### REQUIREMENT
Please transcribe every one of the rows below word for word, leaving the pictures out of your copy.

[Saved data entries]
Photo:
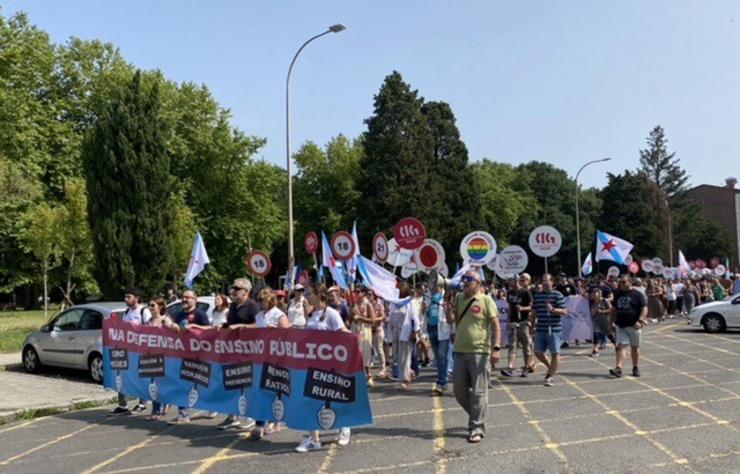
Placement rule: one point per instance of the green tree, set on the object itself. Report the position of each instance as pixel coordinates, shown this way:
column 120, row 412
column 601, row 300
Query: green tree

### EXERCISE RESPONSE
Photo:
Placement rule: one point per instance of the green tree, set on the object itself. Report the position of each instance as pixel coordinates, shown this way:
column 120, row 412
column 601, row 300
Query: green tree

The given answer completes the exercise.